-- EXERCISE DATA follows --

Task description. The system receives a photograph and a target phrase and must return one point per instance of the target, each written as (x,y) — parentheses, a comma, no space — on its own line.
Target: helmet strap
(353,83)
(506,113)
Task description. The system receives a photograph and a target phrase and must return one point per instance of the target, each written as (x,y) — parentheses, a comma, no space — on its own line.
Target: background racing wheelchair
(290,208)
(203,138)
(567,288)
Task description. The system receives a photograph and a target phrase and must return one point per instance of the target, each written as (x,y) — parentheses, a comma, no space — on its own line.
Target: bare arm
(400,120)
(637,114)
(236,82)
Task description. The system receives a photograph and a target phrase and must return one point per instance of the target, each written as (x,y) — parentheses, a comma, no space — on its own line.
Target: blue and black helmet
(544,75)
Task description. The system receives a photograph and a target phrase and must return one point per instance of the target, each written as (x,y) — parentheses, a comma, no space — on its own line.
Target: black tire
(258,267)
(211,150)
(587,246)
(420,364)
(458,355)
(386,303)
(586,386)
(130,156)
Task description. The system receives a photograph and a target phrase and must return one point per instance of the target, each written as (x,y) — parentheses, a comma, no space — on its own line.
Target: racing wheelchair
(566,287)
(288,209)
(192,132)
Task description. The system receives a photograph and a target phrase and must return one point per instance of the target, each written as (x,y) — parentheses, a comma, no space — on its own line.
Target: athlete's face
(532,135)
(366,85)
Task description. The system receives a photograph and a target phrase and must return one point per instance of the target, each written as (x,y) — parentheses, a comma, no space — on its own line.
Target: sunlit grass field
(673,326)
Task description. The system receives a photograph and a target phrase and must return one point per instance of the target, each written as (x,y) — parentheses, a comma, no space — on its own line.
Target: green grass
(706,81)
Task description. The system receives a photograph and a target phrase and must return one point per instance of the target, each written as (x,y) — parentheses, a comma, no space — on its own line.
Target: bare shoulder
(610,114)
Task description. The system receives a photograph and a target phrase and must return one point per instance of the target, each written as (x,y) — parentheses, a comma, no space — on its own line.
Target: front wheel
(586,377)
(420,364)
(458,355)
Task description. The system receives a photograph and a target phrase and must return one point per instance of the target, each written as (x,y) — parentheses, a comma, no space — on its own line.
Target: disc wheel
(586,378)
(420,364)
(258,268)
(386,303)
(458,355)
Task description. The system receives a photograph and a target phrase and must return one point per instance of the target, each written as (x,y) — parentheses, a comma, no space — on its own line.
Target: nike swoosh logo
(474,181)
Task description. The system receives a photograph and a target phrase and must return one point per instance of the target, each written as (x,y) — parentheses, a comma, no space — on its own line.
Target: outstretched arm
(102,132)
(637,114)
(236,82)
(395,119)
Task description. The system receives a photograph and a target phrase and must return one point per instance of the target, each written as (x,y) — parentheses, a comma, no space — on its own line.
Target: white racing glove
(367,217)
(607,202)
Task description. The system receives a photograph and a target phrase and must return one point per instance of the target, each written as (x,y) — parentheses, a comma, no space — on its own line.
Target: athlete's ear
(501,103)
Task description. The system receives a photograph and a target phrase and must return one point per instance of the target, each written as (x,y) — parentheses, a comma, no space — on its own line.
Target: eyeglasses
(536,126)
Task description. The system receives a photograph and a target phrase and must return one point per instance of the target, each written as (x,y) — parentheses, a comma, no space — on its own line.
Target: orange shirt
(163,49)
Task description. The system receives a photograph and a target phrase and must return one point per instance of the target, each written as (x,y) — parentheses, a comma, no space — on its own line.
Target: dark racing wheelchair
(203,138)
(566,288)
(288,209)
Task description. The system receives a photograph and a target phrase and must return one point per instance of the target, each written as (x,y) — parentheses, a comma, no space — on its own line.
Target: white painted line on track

-- EXERCISE DATA concluded --

* **WORK TO BE COMPLETED**: Please restate the preceding entries word for word.

* **YOUR SOLUTION**:
Task description. The system receives a photograph and a target phrase and must return one point per instance of the target, each written as (x,y) — parentheses, a comma, no space — on its own line.
Target: helmet strap
(353,83)
(506,113)
Task description. The system receives a photograph and a target phrase and must return one point per instance of the target, each written as (x,y) — parentheses, a comma, no space — on its own line.
Target: background racing wheelchair
(290,208)
(203,138)
(567,288)
Task description. The system receives a photograph and a target phrase and must return one point per instance of the target, each written as (x,y) — parentheses, a comma, no space — on its own line.
Target: bare arm
(400,120)
(637,114)
(236,82)
Task description. The system receives a photograph and a target phrase and must return one point per instance of the target, each written as (x,y) — parentheses, a comma, no space — on its own line.
Target: blue and black helmet
(544,75)
Task description. The system receives a photograph and a target phrase and must return one point per instance of the target, each written as (x,y) — parentheses, a comma, no space — on its own line.
Target: black tire
(258,267)
(211,150)
(587,246)
(420,364)
(458,355)
(386,303)
(586,386)
(130,156)
Task description. The system receives a photograph and a target phrase and must return one point per instance of the target, each written as (x,y) — parentheses, a comma, no space — on its own line.
Target: racing wheelchair
(566,287)
(288,209)
(192,132)
Task description. The system receives a photograph and a target phrase and must return one point per instance of the target, each written as (x,y) — parentheses, a comma, no space — on its own line.
Target: athlete's face
(532,135)
(366,85)
Task description. The system receives a photograph and a target phrase and must return one point per instance of the target, each written as (x,y) — parentheses, a comma, no space — on its own line.
Target: sunlit grass field
(673,326)
Task description. The system receives a photograph and a target phrase and must return one point per instance of the target, each written as (x,y) — parentheses, a comma, no space — on its own line.
Target: green grass
(706,81)
Task description. The system receives a photograph and a target phrase and must return one point per instance of the target, each written as (x,y) — parentheses, a comma, no space — on its own line.
Target: bare shoulder
(610,114)
Task description. The system receives a photograph and a target phrase and must return one point per instance of the target, each written as (x,y) — parentheses, a comma, no space — on its own line.
Target: front wheel
(586,377)
(420,364)
(458,355)
Task description. The system receives a photograph and a target phrase and must return one point per instance of the target, each written as (x,y) — parentheses, a comma, no space — on its own line.
Target: disc wheel
(586,378)
(420,364)
(258,268)
(386,303)
(458,355)
Task description. The system receives a photograph and a target phrase and must return one point per instance of the target, each written as (x,y) — parentheses, a comma, no space — on its own line.
Target: nike swoosh logo
(474,181)
Task description. The system receives a photograph and a target phrase and must return one point per instance of the target, each written as (x,y) — parentheses, a comma, no space — on its own line.
Target: outstretched arm
(102,132)
(637,114)
(236,82)
(395,119)
Task description. The system receives a photograph and a target phrase and must return one point per instance of the target, each written as (x,y) — parentheses, a comma, no space — on its own line.
Target: white racing glove
(367,217)
(607,202)
Task description. The system receives a photograph and a target phrase and must return one point per instance of the target, each written as (x,y) — parentheses, a comma, no space — on its own line.
Target: athlete's ear
(501,103)
Task description. The system receives a photograph and a target phrase and must return one point per instance of the target, each written as (x,y) — parentheses, a comma, no space — on its own line.
Target: eyeglasses
(536,126)
Task description. The system receives a photograph and a target phrase and must return one point per instance of the target, each written as (x,y) — parentheses, a comma, no space — on its own line.
Target: orange shirt
(163,49)
Task description. The system receives a photograph and a target phrase and must return one point per instance of the target, each written as (x,y) — parentheses, a comma, no space — on its own line.
Target: dark racing wheelchair
(203,138)
(566,288)
(288,209)
Task description. The system receives a photograph and a target phrase and must return one point per instance of the target, each written as (x,y) — parentheses, a comma, no space — on its own line.
Target: white painted line on track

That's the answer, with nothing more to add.